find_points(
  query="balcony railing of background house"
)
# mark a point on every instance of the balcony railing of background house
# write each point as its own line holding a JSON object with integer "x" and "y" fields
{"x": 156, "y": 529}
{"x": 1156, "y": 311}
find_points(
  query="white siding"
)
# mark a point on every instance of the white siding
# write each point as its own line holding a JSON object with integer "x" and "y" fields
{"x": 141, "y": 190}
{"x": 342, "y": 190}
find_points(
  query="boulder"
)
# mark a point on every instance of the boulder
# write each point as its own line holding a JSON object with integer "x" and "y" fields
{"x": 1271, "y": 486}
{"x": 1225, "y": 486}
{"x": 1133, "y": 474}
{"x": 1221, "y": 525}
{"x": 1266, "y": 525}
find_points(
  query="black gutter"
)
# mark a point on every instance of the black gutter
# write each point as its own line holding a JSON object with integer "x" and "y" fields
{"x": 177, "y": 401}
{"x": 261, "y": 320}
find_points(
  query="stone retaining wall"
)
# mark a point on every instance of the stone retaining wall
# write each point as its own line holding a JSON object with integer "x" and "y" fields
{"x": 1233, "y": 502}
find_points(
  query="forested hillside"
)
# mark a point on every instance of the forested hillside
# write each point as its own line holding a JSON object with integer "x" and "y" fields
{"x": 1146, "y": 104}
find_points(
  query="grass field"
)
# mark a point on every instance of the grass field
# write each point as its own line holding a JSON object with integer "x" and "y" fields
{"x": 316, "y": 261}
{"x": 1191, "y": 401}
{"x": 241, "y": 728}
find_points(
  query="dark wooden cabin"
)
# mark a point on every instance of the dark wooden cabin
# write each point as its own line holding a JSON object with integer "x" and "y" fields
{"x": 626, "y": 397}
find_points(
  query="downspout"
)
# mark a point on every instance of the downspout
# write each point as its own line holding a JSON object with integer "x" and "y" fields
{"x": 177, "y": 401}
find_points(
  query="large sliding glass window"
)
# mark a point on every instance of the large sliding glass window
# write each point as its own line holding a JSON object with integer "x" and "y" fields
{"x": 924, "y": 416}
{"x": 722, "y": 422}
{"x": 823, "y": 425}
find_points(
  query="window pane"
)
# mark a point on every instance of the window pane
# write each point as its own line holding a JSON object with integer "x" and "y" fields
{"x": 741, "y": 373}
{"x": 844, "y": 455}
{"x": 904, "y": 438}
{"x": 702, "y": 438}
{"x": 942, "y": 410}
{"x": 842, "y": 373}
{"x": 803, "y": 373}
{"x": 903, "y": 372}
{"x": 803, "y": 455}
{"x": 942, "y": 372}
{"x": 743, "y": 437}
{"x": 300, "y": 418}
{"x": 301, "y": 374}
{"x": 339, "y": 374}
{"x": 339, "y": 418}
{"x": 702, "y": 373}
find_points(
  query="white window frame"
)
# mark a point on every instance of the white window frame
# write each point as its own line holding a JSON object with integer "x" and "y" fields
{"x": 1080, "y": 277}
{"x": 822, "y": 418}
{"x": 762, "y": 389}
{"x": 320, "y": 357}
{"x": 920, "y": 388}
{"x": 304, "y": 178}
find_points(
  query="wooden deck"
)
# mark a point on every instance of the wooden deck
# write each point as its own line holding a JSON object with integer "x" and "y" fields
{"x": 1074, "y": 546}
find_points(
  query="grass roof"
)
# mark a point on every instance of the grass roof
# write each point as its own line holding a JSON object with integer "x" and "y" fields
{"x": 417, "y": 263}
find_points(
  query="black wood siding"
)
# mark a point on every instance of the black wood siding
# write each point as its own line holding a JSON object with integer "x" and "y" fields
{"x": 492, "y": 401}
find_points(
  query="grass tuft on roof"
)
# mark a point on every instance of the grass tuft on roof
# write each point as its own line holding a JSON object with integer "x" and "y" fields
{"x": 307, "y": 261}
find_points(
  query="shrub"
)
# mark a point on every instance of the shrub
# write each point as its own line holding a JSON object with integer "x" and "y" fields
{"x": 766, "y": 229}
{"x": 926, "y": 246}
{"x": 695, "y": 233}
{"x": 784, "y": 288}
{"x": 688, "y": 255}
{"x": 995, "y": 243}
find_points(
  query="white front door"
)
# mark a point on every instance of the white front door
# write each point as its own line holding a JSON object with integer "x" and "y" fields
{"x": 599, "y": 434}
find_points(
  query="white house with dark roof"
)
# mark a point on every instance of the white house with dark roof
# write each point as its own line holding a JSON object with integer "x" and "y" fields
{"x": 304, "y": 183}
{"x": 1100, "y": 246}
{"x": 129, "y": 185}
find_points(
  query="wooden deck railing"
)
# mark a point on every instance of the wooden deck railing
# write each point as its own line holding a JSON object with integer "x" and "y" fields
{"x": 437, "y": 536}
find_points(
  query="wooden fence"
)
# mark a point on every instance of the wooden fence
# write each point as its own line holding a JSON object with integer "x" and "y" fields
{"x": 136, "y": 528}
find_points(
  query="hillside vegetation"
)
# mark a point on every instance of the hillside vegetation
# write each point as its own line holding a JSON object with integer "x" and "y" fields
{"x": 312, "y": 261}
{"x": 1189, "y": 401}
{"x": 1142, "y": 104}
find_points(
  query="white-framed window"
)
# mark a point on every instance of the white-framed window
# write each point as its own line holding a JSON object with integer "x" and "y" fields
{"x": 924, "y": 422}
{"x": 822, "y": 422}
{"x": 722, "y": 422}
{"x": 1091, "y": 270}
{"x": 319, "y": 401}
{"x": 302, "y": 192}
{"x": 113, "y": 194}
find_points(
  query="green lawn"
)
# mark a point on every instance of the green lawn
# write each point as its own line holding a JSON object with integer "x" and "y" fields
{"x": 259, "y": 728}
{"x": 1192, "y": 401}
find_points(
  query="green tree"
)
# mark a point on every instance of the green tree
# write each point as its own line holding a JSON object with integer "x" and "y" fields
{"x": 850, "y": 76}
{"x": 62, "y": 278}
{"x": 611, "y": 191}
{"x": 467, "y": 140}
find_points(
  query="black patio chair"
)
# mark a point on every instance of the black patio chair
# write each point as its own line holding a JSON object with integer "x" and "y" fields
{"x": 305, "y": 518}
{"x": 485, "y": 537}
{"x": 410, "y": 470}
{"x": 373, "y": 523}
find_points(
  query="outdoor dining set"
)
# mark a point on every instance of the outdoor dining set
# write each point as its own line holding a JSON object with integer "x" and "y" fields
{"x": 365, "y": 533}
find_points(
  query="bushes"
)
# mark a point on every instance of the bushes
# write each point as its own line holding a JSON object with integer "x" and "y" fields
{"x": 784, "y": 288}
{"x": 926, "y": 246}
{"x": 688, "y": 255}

# Description of the task:
Copy the material above, line for line.

# Task response:
find_points(
  query="balcony railing of background house"
)
# mark a point on every instance of the balcony railing of background house
# write each point as its own line holding a JSON object with integer "x" and "y" fields
{"x": 156, "y": 529}
{"x": 1156, "y": 311}
find_points(
  query="white siding"
)
# mark a point on every instance of the white siding
# write each point as its own line holding a JSON object with integer "x" and "y" fields
{"x": 141, "y": 190}
{"x": 342, "y": 190}
find_points(
  query="boulder"
)
# mark a point on every instance of the boulder
# write each point as its own line holding a JSON object with integer "x" and "y" fields
{"x": 1271, "y": 486}
{"x": 1225, "y": 486}
{"x": 1133, "y": 474}
{"x": 1221, "y": 525}
{"x": 1266, "y": 525}
find_points(
  query="black gutter"
)
# mark a point on every instance of the black gutter
# write each point as its own line holding a JSON object with integer "x" and "y" fields
{"x": 177, "y": 401}
{"x": 261, "y": 320}
find_points(
  query="stone retaining wall"
)
# mark a point on every instance of the stone retaining wall
# write each point as its own line holding a JSON object with integer "x" and "y" fields
{"x": 1233, "y": 502}
find_points(
  query="forested hillside"
)
# mark a point on every instance of the forested hillside
# write each point as its own line holding a JSON object with integer "x" and "y" fields
{"x": 1146, "y": 104}
find_points(
  query="grass field"
)
# mark a point on every instance of the grass field
# write each point as its own line holding a JSON object with integer "x" and "y" fields
{"x": 316, "y": 261}
{"x": 1191, "y": 401}
{"x": 241, "y": 728}
find_points(
  query="dark wooden cabin"
)
# mark a point on every instance of the dark wooden cabin
# write each point as its own line holding a JSON object with integer "x" and "y" fields
{"x": 626, "y": 397}
find_points(
  query="downspout"
)
# mark a point on every instance of the downspout
# write each point as its own line holding a JSON object with integer "x" and "y" fields
{"x": 177, "y": 401}
find_points(
  query="large sliding glass window"
)
# mark a point on every instance of the large sliding glass window
# write each point as its own line holding a JSON object with integer "x" and "y" fields
{"x": 924, "y": 416}
{"x": 722, "y": 422}
{"x": 823, "y": 425}
find_points(
  query="window pane"
)
# mark a point on every instance of the window pane
# write each point as its own line holding a JSON object with integer "x" and "y" fields
{"x": 741, "y": 373}
{"x": 844, "y": 455}
{"x": 904, "y": 438}
{"x": 702, "y": 438}
{"x": 942, "y": 410}
{"x": 842, "y": 373}
{"x": 803, "y": 373}
{"x": 903, "y": 372}
{"x": 803, "y": 455}
{"x": 942, "y": 372}
{"x": 743, "y": 437}
{"x": 300, "y": 418}
{"x": 301, "y": 374}
{"x": 339, "y": 374}
{"x": 339, "y": 418}
{"x": 702, "y": 373}
find_points(
  query="white window frame"
)
# mark a point on every instance of the white window frame
# write each point as its own line holding a JSON object with integer "x" and "y" fields
{"x": 1080, "y": 277}
{"x": 822, "y": 418}
{"x": 762, "y": 389}
{"x": 320, "y": 357}
{"x": 920, "y": 388}
{"x": 304, "y": 178}
find_points(
  query="wooden deck"
)
# mark a point on every instance of the wooden deck
# write each point as its own line holding a JSON object with integer "x" and "y" fields
{"x": 1074, "y": 546}
find_points(
  query="grass roof"
)
# mark a point on every instance of the grass roof
# write each point as its own line holding a JSON object with integer "x" and "y" fields
{"x": 417, "y": 263}
find_points(
  query="black wood siding"
)
# mark a point on every instance of the black wood siding
# write each point as its own line holding a JSON object with integer "x" and "y" fields
{"x": 492, "y": 401}
find_points(
  query="grass tuft on roof"
)
# mark a point on every instance of the grass tuft on roof
# write each point as its own line holding a JSON object with integer "x" and "y" fields
{"x": 307, "y": 261}
find_points(
  query="shrub"
)
# mark a point on every instance of the shrub
# write each point as its own line holding a JSON object with integer "x" and "y" fields
{"x": 766, "y": 229}
{"x": 926, "y": 246}
{"x": 695, "y": 233}
{"x": 784, "y": 288}
{"x": 688, "y": 255}
{"x": 995, "y": 243}
find_points(
  query="white front door"
)
# mark a point on every instance of the white front door
# write each point as its own line holding a JSON object with integer "x" and "y" fields
{"x": 599, "y": 434}
find_points(
  query="white house with dark roof"
)
# mark a point on every instance of the white house with dark roof
# write each point as its own line holding a JSON object with integer "x" and "y" fields
{"x": 304, "y": 183}
{"x": 1100, "y": 246}
{"x": 129, "y": 185}
find_points(
  query="wooden deck railing"
)
# mark a point on every instance of the wooden deck railing
# write each point as its own line holding a JSON object with integer "x" and "y" fields
{"x": 437, "y": 536}
find_points(
  query="wooden fence"
)
# mark a point on every instance of the wooden fence
# write each point as its own line holding a JSON object with integer "x" and "y" fields
{"x": 136, "y": 528}
find_points(
  query="hillside vegetation"
)
# mark a point on every instance of the hillside vegetation
# write each point as its own line holding a JSON object with integer "x" and "y" fields
{"x": 312, "y": 261}
{"x": 1189, "y": 401}
{"x": 1142, "y": 104}
find_points(
  query="white-framed window"
)
# mark a point on every instance of the white-framed window
# write each point as its own line holding a JSON object with integer "x" and "y" fields
{"x": 924, "y": 422}
{"x": 822, "y": 422}
{"x": 722, "y": 422}
{"x": 1091, "y": 270}
{"x": 319, "y": 401}
{"x": 302, "y": 192}
{"x": 113, "y": 194}
find_points(
  query="green lawn"
)
# mark a point on every instance of the green lawn
# write each point as its own line holding a JSON object with integer "x" and "y" fields
{"x": 259, "y": 728}
{"x": 1192, "y": 401}
find_points(
  query="green tree"
)
# mark a point on every instance of the green tree
# write each point as its own line holding a JSON object with integer "x" and "y" fields
{"x": 850, "y": 76}
{"x": 62, "y": 278}
{"x": 611, "y": 191}
{"x": 467, "y": 140}
find_points(
  query="black patio chair"
)
# mark a point on every instance of the black patio chair
# write each point as its own line holding a JSON object with integer "x" and "y" fields
{"x": 305, "y": 518}
{"x": 485, "y": 537}
{"x": 410, "y": 470}
{"x": 373, "y": 523}
find_points(
  query="outdoor dining set"
)
# mark a point on every instance of the outdoor dining set
# write each point as its own line holding a JSON object with integer "x" and "y" fields
{"x": 365, "y": 533}
find_points(
  query="bushes"
)
# mark a point on every instance of the bushes
# write each point as its own line holding a JSON object with integer "x" and "y" fields
{"x": 784, "y": 288}
{"x": 926, "y": 246}
{"x": 688, "y": 255}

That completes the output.